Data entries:
● ● ● ● ●

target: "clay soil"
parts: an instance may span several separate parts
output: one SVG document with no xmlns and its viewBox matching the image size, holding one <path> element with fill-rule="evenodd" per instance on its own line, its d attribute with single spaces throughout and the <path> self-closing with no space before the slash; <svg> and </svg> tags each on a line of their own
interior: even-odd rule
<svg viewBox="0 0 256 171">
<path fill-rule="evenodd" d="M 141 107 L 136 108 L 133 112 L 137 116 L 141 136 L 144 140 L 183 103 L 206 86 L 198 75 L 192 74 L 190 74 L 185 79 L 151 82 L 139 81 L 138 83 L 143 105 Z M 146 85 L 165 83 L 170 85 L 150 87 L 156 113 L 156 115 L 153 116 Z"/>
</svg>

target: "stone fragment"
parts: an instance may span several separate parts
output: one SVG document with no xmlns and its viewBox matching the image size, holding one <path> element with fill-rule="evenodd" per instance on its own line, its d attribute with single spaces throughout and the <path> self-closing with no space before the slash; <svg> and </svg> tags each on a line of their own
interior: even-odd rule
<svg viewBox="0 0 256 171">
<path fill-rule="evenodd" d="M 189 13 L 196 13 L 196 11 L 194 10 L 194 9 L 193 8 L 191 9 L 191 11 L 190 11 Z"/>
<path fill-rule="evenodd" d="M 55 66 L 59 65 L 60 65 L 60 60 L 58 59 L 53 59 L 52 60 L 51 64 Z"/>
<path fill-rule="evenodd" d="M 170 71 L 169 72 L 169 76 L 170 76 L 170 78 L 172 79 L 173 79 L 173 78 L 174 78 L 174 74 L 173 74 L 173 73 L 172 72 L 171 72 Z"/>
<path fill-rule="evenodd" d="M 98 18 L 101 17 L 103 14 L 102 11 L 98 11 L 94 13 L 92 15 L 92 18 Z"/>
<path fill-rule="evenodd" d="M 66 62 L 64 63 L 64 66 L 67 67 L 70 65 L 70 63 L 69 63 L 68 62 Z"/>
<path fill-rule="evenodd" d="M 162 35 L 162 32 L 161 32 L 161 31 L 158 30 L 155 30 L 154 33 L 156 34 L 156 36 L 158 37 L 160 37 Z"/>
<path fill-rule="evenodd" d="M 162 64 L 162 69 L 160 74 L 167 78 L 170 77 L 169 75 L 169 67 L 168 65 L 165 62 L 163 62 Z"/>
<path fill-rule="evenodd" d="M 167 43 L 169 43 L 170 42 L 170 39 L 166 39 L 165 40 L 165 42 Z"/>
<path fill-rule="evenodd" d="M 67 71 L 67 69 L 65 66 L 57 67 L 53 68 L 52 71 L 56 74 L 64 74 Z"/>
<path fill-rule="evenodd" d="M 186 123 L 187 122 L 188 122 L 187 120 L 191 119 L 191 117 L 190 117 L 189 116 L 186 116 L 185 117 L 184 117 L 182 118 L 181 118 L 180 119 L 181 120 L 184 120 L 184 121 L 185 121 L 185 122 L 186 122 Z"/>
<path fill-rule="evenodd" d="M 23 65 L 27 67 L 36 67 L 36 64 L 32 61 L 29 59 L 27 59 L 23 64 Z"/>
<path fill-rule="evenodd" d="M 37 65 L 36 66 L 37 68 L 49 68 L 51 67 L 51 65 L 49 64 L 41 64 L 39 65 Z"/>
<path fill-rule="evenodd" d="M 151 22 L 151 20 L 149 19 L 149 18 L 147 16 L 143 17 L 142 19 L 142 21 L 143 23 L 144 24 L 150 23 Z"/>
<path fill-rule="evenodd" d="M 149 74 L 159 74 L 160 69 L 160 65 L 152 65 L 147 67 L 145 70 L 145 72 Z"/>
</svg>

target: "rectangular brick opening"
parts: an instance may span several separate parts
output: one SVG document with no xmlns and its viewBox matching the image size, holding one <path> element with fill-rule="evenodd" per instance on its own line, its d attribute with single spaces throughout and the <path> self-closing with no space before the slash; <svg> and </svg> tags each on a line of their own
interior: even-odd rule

● ● ● ● ●

Given exercise
Could you quote the material above in full, exactly as it stands?

Expected output
target: "clay soil"
parts: an instance may span several separate parts
output: one SVG document with no xmlns and its viewBox matching the image size, holding one <path> element with fill-rule="evenodd" per instance on its own line, its d attribute with single spaces throughout and the <path> self-closing with no space before the slash; <svg> and </svg> tags each on a line of their own
interior: even-odd rule
<svg viewBox="0 0 256 171">
<path fill-rule="evenodd" d="M 141 107 L 136 108 L 133 112 L 137 116 L 141 136 L 144 140 L 183 103 L 206 86 L 198 75 L 192 74 L 190 74 L 185 79 L 151 82 L 139 81 L 138 83 L 143 105 Z M 146 85 L 165 83 L 170 85 L 150 87 L 156 113 L 156 115 L 153 116 Z"/>
</svg>

target: "stone fragment"
parts: an instance may span several separate parts
output: one SVG document with no xmlns and its viewBox matching the image size, holding one <path> element with fill-rule="evenodd" per instance on its own line, its d attribute with single spaces throughout and the <path> self-closing with no space before the slash; <svg> and </svg> tags each on a line of their own
interior: even-odd rule
<svg viewBox="0 0 256 171">
<path fill-rule="evenodd" d="M 189 13 L 196 13 L 196 11 L 194 10 L 194 9 L 193 8 L 191 9 L 191 11 L 190 11 Z"/>
<path fill-rule="evenodd" d="M 55 66 L 59 65 L 60 65 L 60 60 L 58 59 L 53 59 L 52 60 L 51 64 Z"/>
<path fill-rule="evenodd" d="M 170 71 L 169 72 L 169 76 L 170 76 L 170 78 L 172 79 L 173 79 L 173 78 L 174 78 L 174 74 L 173 74 L 173 73 L 172 72 L 171 72 Z"/>
<path fill-rule="evenodd" d="M 98 18 L 101 17 L 103 14 L 102 11 L 98 11 L 94 13 L 92 15 L 92 18 Z"/>
<path fill-rule="evenodd" d="M 66 62 L 64 63 L 64 66 L 67 67 L 70 65 L 70 63 L 69 63 L 68 62 Z"/>
<path fill-rule="evenodd" d="M 162 35 L 162 32 L 161 32 L 161 31 L 158 30 L 155 30 L 154 33 L 156 34 L 156 36 L 158 37 L 160 37 Z"/>
<path fill-rule="evenodd" d="M 162 64 L 162 69 L 160 74 L 167 78 L 170 77 L 169 75 L 169 67 L 168 65 L 165 62 L 163 62 Z"/>
<path fill-rule="evenodd" d="M 167 43 L 169 43 L 170 42 L 170 39 L 166 39 L 165 40 L 165 42 Z"/>
<path fill-rule="evenodd" d="M 67 71 L 67 69 L 65 66 L 57 67 L 53 68 L 52 71 L 56 74 L 64 74 Z"/>
<path fill-rule="evenodd" d="M 186 123 L 187 122 L 188 122 L 187 120 L 191 119 L 191 117 L 190 117 L 189 116 L 186 116 L 185 117 L 184 117 L 182 118 L 181 118 L 180 119 L 181 120 L 184 120 L 184 121 L 185 121 L 185 122 L 186 122 Z"/>
<path fill-rule="evenodd" d="M 23 65 L 27 67 L 36 67 L 36 64 L 32 61 L 29 59 L 27 59 L 23 64 Z"/>
<path fill-rule="evenodd" d="M 37 65 L 36 66 L 37 68 L 49 68 L 51 67 L 51 65 L 49 64 L 41 64 L 39 65 Z"/>
<path fill-rule="evenodd" d="M 151 22 L 151 20 L 149 19 L 149 18 L 147 16 L 143 17 L 142 19 L 142 21 L 143 23 L 144 24 L 150 23 Z"/>
<path fill-rule="evenodd" d="M 149 74 L 159 74 L 160 69 L 160 65 L 152 65 L 147 67 L 145 70 L 145 72 Z"/>
</svg>

target: "rectangular brick opening"
parts: an instance may span several separate parts
output: one SVG document with no xmlns and its viewBox matching the image size, holding one <path> element with fill-rule="evenodd" per instance on its own line, its d attribute with single spaces throughout and the <path> self-closing with no space before the slash; <svg> and </svg> tags each on a line of their own
interior: even-odd rule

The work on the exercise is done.